● TASKS TO CARRY OUT:
A. Quote the news story on pandemic entrepreneurs word for word, starting at "Losing her job" and ending at "customers have loved.".
B. Extend the news story on pandemic entrepreneurs, picking up right after its last sentence.

*** Opening of PAGE EXTRACT ***

ATLANTA — The challenges of the pandemic have certainly created some trying times for many, but some people were able to turn their situations into life opportunities by becoming pandemic entrepreneurs.
Kalen Redmon and her 8-year-old daughter Sara Isabell are the faces behind Crayon Pendants.
Losing her job in the hospitality industry during the pandemic helped Kalen find her passion, along with a little reverse advice from her daughter.
"I'm always telling her she can do whatever she puts her mind to and her response was, 'why don't you sell the pendants?'" explained Redmon. "I said, 'I don't know if I can do that,' and she said. 'but you're always telling me I can do whatever I want, so why don't you do this?'"
So, Redmon borrowed her daughter's crayons, and turned the shavings into necklaces and bracelets their customers have loved.
"You just have to operate on hope and not fear," said Redmon, "Not be fearful that you might fail."
That same spirit pushed Joshua Wilson to key up his own business teaching piano lessons virtually.

*** Close of PAGE EXTRACT ***
*** Opening of DATA EXTRACT ***

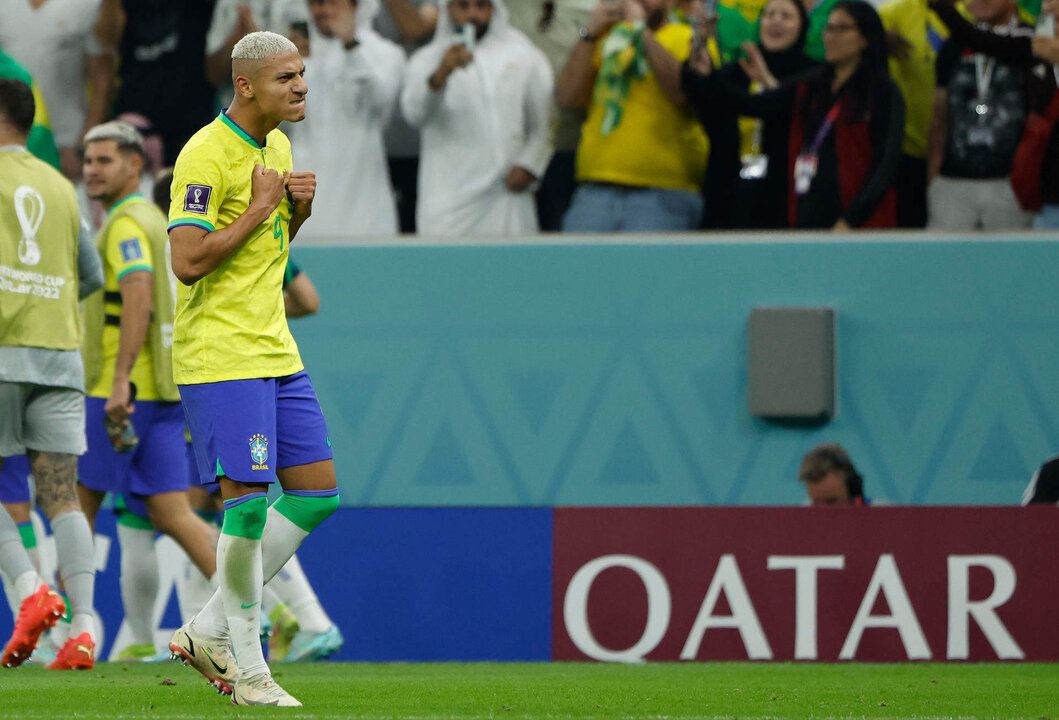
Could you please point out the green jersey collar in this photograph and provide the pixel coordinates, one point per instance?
(237, 130)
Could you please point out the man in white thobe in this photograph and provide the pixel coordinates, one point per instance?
(354, 76)
(481, 93)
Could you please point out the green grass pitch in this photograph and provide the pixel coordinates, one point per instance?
(551, 691)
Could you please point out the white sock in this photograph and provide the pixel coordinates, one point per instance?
(12, 595)
(139, 581)
(27, 583)
(280, 539)
(291, 586)
(76, 562)
(269, 598)
(193, 589)
(14, 560)
(239, 567)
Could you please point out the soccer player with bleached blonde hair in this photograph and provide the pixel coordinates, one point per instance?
(236, 204)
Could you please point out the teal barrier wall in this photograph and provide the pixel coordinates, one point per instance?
(615, 374)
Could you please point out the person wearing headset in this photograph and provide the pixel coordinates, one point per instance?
(830, 478)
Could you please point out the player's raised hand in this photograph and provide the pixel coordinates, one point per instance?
(267, 187)
(302, 187)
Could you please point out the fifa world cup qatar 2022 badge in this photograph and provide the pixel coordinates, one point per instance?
(197, 199)
(258, 452)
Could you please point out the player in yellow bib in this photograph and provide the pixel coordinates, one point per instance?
(253, 415)
(128, 329)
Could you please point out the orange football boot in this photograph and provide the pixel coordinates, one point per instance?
(78, 653)
(38, 612)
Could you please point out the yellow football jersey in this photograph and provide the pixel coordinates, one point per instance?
(231, 324)
(126, 249)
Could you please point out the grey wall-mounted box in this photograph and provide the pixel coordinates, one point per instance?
(791, 362)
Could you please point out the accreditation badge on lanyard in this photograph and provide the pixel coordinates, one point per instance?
(983, 133)
(808, 161)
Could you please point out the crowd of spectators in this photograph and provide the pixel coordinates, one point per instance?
(508, 118)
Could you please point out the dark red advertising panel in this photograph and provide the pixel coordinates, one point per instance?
(873, 583)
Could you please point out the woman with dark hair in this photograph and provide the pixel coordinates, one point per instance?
(746, 184)
(846, 121)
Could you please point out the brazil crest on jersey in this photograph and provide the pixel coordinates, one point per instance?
(231, 324)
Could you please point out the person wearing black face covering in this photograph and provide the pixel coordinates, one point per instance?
(746, 184)
(846, 122)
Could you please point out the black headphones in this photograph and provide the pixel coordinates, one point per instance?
(855, 484)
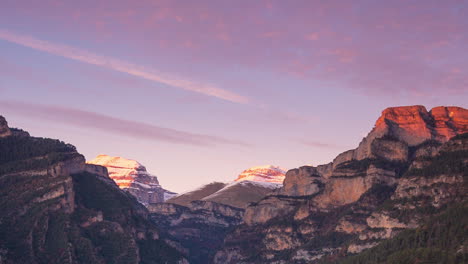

*** Close of DATA EXTRACT ***

● ANSWERS FOR THE EXERCISE:
A.
Losing her job in the hospitality industry during the pandemic helped Kalen find her passion, along with a little reverse advice from her daughter.
"I'm always telling her she can do whatever she puts her mind to and her response was, 'why don't you sell the pendants?'" explained Redmon. "I said, 'I don't know if I can do that,' and she said. 'but you're always telling me I can do whatever I want, so why don't you do this?'"
So, Redmon borrowed her daughter's crayons, and turned the shavings into necklaces and bracelets their customers have loved.

B.
"It's my way of giving back, being able to try and help others, give them something to do during the pandemic as well as be able to make a little bit of a living off of it as well," he said.
Wilson still has his day job, but with clients from as young as five to as old as in their 60s, he's hoping to expand and continue beyond the pandemic.
Georgia is no stranger to the entrepreneurial spirit. The Georgia Department of Economic Development analyzed increases in entrepreneurial activity rates over the past decade. Georgia ranked No. 2 out of all 50 sates, with Atlanta, Marietta and Sandy Springs leading the way.
That's of course taken a hit with the pandemic.
Tracktherecovery.org is a platform created to follow the impacts of COVID-19. When the site compared March of this year to January 2020 pre-pandemic, it found the number of small businesses opening in Georgia dropped by more than 32 percent.
Still, budding business owners Kim Brown and Dwan Kirtdoll didn't let the odds stop them.
They launched dog grooming business Canine Cuties in South Fulton.
"This is our time to live our lives. We don't know if we're gonna have tomorrow. We don't know if we're gonna have next year," said Kirtdoll.
With clients who love their pets like family, the pair had a list of clients ready and waiting before they opened in January.
Brown, who recently lost her husband, said he pushed her to follow her dream and she's finally going for it.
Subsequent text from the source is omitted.